REQUIRED WORK: Return the entries below line for line, without changing a single character.
───
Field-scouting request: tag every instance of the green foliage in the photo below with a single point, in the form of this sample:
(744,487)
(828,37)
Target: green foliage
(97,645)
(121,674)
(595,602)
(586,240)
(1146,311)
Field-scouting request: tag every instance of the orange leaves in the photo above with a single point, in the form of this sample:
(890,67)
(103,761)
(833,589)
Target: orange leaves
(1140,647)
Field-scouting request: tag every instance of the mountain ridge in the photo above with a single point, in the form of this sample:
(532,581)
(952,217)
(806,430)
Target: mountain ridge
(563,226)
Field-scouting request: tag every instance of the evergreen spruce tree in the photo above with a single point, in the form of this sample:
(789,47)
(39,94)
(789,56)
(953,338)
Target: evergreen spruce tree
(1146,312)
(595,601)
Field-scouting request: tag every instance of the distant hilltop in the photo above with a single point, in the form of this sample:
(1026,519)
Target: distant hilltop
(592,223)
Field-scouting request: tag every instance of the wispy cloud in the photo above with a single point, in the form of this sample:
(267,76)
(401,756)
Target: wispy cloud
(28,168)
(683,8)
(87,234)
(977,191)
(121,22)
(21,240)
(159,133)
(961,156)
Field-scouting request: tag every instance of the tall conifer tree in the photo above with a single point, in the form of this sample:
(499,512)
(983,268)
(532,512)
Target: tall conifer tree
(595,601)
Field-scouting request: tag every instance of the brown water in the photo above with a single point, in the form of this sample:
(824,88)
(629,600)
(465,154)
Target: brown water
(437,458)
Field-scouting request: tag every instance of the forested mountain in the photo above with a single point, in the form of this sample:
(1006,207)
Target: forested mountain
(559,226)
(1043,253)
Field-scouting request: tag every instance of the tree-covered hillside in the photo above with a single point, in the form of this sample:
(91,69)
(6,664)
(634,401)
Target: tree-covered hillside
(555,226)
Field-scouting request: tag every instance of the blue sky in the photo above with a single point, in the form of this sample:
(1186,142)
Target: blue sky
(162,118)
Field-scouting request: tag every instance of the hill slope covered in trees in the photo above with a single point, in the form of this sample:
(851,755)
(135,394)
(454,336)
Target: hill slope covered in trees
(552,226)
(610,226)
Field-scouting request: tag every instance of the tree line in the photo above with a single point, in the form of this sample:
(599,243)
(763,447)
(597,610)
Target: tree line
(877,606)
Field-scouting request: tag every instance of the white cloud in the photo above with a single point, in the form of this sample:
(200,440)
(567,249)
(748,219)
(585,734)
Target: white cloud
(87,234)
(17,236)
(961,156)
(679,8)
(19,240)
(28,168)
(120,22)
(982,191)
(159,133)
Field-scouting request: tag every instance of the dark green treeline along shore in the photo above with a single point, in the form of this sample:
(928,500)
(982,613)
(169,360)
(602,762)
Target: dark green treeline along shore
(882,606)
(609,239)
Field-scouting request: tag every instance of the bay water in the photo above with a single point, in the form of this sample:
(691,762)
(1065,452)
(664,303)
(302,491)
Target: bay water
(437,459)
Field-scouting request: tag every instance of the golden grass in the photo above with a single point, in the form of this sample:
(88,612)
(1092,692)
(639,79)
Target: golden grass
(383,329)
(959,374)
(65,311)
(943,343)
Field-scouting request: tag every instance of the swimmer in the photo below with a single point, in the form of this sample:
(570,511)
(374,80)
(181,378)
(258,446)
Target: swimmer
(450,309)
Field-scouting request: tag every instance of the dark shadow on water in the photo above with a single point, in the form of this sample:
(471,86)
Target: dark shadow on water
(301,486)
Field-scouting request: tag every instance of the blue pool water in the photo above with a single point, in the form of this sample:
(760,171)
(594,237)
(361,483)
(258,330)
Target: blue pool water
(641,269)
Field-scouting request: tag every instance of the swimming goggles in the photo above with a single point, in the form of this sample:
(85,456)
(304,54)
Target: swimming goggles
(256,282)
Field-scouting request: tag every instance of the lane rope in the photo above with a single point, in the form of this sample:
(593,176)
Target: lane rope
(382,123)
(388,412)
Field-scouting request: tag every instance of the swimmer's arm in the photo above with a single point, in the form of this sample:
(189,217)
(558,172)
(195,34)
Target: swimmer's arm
───
FINISHED EXERCISE:
Field-scouting request: tag every instance of the green foliage in the photo below with a single point, in the form of this sample:
(744,487)
(828,37)
Target: green foliage
(97,645)
(121,674)
(595,602)
(586,240)
(1146,311)
Field-scouting request: tag every instance of the orange leaves in the photo above with a single point, in the form of this sample:
(890,67)
(103,761)
(833,589)
Target: orange leaves
(1140,647)
Field-scouting request: tag every instance of the mountain ridge in the photo above with a single point, in the form of this sample:
(532,581)
(952,217)
(806,430)
Target: mountain ridge
(563,226)
Field-scouting request: tag every instance of the evergreen spruce tree in the photo above with a single point, in the form of this sample:
(789,47)
(39,94)
(789,56)
(953,338)
Target: evergreen spruce tree
(1146,312)
(595,601)
Field-scouting request: tag every instance of the distant hilltop in the photo above with a single point, in the form of this sample:
(1026,519)
Target: distant hilltop
(592,223)
Field-scouting request: tag every instance of the wispy cloud in the photo above with a single point, in the form of this sample:
(267,76)
(401,756)
Target: wispy cloud
(28,168)
(683,8)
(87,234)
(977,191)
(121,22)
(21,240)
(159,133)
(961,156)
Field-scouting request: tag every instance of the tall conifer tree in the photo above with a single point, in the form of this sample:
(499,512)
(983,268)
(532,512)
Target: tall conifer tree
(595,601)
Field-scouting request: tag every instance of the brown water in the photo above with a single point, in the form of this sample:
(824,88)
(629,600)
(465,154)
Target: brown water
(437,458)
Field-scouting request: tag every instance of the forested mountain in the photo above with a single point, in the form of this sample:
(1006,207)
Target: forested mountain
(559,226)
(1043,253)
Field-scouting request: tag every instance of the tree-covered hillside in the photo above with a single point, in the form of this sample:
(91,69)
(6,664)
(634,401)
Target: tree-covered hillside
(555,226)
Field-scouting request: tag every instance of the blue sky in the photo above with a single point, in the form of this sample:
(1186,142)
Target: blue sky
(162,118)
Field-scouting request: tag every instance of the hill slope covered in trees in the photo above with a single point, in the form of this sample:
(851,755)
(135,394)
(454,336)
Target: hill slope covered in trees
(552,226)
(610,226)
Field-scouting request: tag every instance of the tree line in the photo above with a single point, in the form of this sample:
(599,243)
(763,447)
(597,610)
Target: tree line
(877,606)
Field-scouting request: tag every instance of the white cloud in the photo above with a single point, in the form of this sample:
(200,440)
(567,249)
(748,219)
(585,734)
Target: white cloud
(87,234)
(17,236)
(961,156)
(679,8)
(19,240)
(28,168)
(120,22)
(982,191)
(159,133)
Field-scouting request: tag every instance of the dark green treeline along shore in the photo above with a single point, in the form of this sample:
(928,500)
(982,613)
(169,360)
(602,762)
Target: dark green treeline along shore
(882,606)
(609,239)
Field-scouting request: tag every instance of the bay water in the photo above with a single point, in the form of this sample:
(691,762)
(1065,452)
(664,303)
(302,491)
Target: bay water
(437,459)
Field-scouting request: tag every instance of the golden grass in the photo above with a single point, in the form of this sample:
(88,612)
(1092,692)
(639,79)
Target: golden grass
(383,329)
(959,374)
(65,311)
(943,343)
Field-scouting request: tag every instance of the swimmer in the photo below with a single point, in the form of this sample:
(570,511)
(374,80)
(181,378)
(258,446)
Target: swimmer
(450,309)
Field-scouting request: tag every instance of the dark shadow on water in the photo above with a single point, in the form of this sample:
(471,86)
Target: dark shadow on water
(301,486)
Field-scouting request: tag every instance of the blue pool water in the photo above with a single point, in the form of this sample:
(760,171)
(594,237)
(361,483)
(258,330)
Target: blue pool water
(641,269)
Field-scouting request: tag every instance of the swimming goggles in the photo above with a single point, in the form of this sample:
(85,456)
(304,54)
Target: swimming goggles
(256,282)
Field-scouting request: tag every instance of the lane rope in the photo above with a single point, in the form of this sample:
(593,176)
Target: lane rope
(382,123)
(388,412)
Field-scouting request: tag every instance of the swimmer's arm in the photo above with a single point, in the form of this sample:
(189,217)
(558,172)
(195,34)
Target: swimmer's arm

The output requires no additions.